Raw records
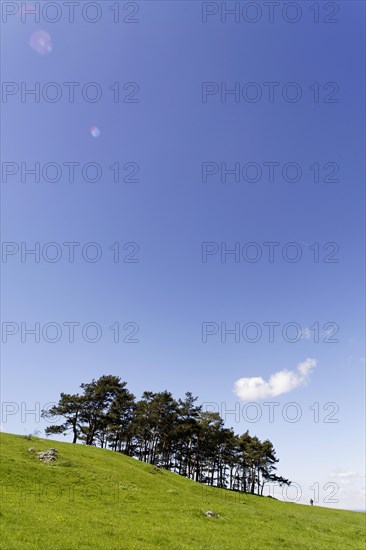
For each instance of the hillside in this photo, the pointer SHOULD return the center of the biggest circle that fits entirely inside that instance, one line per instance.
(99, 499)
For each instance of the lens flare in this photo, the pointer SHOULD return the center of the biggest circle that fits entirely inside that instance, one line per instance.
(40, 41)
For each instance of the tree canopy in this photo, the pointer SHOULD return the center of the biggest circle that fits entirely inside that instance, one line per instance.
(176, 435)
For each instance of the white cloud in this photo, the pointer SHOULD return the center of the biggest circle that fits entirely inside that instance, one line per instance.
(249, 389)
(346, 475)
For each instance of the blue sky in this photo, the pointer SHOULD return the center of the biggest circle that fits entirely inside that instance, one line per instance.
(169, 212)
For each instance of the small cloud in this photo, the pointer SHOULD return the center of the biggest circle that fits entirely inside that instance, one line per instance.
(346, 475)
(249, 389)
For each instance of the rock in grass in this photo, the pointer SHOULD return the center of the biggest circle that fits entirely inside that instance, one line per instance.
(210, 514)
(48, 456)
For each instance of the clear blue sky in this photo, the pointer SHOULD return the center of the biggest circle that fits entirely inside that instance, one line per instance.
(170, 292)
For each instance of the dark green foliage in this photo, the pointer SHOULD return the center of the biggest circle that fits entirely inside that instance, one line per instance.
(169, 434)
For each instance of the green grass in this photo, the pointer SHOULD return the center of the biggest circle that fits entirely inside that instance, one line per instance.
(98, 499)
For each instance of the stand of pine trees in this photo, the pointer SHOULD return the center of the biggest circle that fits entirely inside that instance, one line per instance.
(172, 434)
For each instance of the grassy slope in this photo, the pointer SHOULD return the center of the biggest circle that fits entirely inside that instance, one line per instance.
(98, 499)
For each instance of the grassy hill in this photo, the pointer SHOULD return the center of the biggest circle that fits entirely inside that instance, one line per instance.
(99, 499)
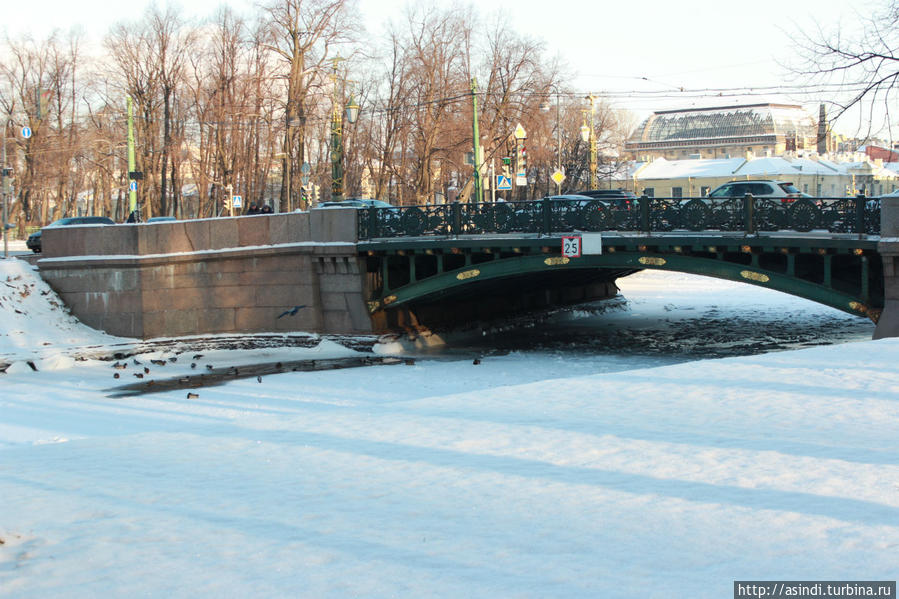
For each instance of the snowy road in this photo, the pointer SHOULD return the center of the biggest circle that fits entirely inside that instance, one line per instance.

◆ Task brief
Each line from the one containing "For each instance of the blue" through the last line of the listing is to be given again exactly, with no pictures and no other lines.

◆ Complete answer
For each instance of the blue sky in this photo, the pointer SHOULD return the center of the biggest circle that fits entirely inside that instance, one line per instance.
(169, 212)
For each instance of the small cloud in this photo, the pointer SHOULD return the center of the biggest circle that fits entirely inside that instance, one line per instance.
(346, 475)
(249, 389)
For each instance of the rock in grass in this photo, the pointer SHOULD return the center of the biggest circle that fits entirely inside that instance, one line per instance.
(210, 514)
(48, 456)
For each instance of the clear blue sky in this photo, the pointer SHOULD return the center of the biggest circle that fits entirely inside that instance, one line per instance.
(170, 292)
For each instance of the dark green foliage in this photo, the pointer SHOULD return the center of the biggest circle that fits entirely inside that instance, one line per instance.
(169, 434)
For each instance of the green grass in this photo, the pointer SHOULD return the center of the biggest circle that fits entirely inside that instance, one line per instance.
(98, 499)
For each instance of the stand of pine trees in this photo, the pointer SHOULD return the center of the biggest circle that fits entirely inside that instance, one line per instance.
(172, 434)
For each instance of the grassy slope in this photo, the pointer SHOULD return the center of the biggest circle that fits entirely inside that instance, one line per instance.
(98, 499)
For each instance of the grassy hill in this photo, the pointer SHOULD return the center of the biggest circle that fits entirely inside that instance, one line per instance.
(99, 499)
For each instance of the snowy road in this photo, the pointer SHOULD return the center of the biggest circle that fits entirely inside that instance, one line per instance.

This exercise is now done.